Show every line in the records below that contains the word "jeans".
= = = =
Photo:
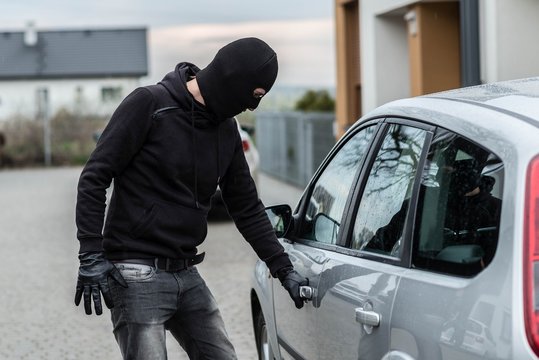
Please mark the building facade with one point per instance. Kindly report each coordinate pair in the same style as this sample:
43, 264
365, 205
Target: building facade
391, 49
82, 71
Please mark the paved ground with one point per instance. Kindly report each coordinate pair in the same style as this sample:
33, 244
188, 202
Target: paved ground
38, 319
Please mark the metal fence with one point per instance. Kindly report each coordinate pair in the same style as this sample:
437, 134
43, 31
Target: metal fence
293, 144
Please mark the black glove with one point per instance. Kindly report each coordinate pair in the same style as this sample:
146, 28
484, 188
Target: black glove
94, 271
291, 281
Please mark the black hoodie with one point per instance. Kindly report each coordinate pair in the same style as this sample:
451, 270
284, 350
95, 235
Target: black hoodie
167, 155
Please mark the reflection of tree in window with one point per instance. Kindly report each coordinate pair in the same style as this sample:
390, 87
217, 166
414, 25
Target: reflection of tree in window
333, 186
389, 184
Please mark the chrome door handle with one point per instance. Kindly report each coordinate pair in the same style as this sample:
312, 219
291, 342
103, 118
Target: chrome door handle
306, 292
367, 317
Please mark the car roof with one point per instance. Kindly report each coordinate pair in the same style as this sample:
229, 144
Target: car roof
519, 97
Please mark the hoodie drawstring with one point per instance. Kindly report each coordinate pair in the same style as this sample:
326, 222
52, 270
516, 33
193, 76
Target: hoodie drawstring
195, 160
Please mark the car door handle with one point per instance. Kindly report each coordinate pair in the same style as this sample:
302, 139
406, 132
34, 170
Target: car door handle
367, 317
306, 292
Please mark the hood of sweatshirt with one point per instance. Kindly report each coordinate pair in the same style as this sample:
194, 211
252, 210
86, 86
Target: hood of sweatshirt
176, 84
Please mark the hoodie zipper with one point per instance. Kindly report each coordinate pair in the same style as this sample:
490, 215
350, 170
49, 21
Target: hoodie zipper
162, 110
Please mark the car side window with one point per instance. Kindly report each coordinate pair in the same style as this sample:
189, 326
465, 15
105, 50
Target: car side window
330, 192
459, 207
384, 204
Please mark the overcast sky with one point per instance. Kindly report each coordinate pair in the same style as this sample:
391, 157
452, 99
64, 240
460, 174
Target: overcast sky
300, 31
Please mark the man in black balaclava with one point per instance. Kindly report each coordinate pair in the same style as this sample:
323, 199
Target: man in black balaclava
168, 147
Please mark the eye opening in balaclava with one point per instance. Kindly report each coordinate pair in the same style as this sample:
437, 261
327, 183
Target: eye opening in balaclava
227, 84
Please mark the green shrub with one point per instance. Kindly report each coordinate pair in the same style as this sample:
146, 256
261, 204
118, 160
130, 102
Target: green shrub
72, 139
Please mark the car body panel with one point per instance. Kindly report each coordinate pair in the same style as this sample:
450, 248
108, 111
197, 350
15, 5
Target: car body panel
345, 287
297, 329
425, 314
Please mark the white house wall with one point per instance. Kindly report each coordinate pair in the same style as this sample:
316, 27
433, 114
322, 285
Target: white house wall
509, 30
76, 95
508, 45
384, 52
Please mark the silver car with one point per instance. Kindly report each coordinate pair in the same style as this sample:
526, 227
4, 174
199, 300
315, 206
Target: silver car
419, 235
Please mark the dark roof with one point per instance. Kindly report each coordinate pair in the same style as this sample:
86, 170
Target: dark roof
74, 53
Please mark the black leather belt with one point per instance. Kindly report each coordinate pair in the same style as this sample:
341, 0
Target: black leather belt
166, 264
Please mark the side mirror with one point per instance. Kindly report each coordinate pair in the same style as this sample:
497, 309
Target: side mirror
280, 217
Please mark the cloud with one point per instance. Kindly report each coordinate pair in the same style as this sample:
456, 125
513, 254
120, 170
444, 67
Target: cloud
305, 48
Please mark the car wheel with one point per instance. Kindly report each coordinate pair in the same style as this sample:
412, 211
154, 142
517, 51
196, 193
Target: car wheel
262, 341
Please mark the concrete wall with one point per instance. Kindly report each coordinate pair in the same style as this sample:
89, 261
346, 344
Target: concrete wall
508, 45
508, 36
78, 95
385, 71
= = = =
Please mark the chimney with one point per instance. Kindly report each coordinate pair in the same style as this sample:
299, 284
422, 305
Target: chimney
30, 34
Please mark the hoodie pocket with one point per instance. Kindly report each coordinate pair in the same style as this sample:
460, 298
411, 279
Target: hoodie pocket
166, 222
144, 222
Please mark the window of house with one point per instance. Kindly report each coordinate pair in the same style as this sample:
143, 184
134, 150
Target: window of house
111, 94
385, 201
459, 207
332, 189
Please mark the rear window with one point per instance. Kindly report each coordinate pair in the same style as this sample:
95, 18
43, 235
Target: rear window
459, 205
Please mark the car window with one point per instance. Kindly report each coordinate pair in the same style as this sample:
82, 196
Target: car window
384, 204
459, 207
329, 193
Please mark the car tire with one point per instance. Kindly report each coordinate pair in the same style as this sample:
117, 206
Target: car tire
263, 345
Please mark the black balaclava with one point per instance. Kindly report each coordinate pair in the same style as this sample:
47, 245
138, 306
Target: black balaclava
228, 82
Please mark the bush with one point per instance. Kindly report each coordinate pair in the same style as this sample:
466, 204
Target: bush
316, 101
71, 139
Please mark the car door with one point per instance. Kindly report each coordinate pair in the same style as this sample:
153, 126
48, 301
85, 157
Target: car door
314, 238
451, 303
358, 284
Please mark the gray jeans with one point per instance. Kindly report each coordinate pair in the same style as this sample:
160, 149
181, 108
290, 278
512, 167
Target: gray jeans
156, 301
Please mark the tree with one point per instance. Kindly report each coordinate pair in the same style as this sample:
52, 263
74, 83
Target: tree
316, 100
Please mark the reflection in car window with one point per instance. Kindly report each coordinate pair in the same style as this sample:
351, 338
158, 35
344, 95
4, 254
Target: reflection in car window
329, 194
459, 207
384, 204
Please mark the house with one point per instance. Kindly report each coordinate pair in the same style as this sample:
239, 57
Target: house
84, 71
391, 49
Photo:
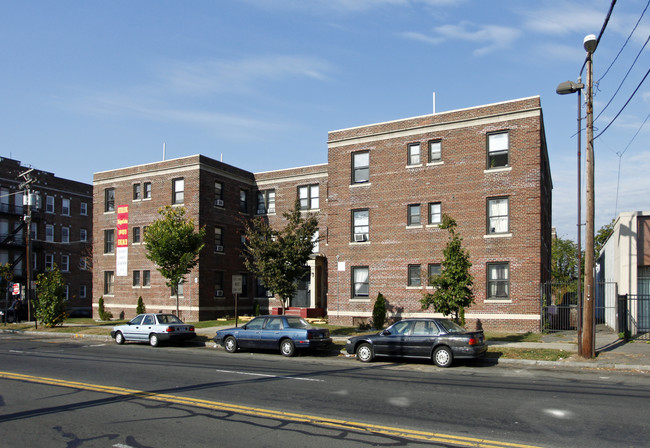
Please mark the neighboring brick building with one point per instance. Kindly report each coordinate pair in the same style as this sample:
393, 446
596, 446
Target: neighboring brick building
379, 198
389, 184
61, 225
= = = =
OUTPUT OF THE EXERCISE
Please mark the gray jeans with one point per instance. Kindly report each coordinate pair in the same style as this sample:
Target: gray jeans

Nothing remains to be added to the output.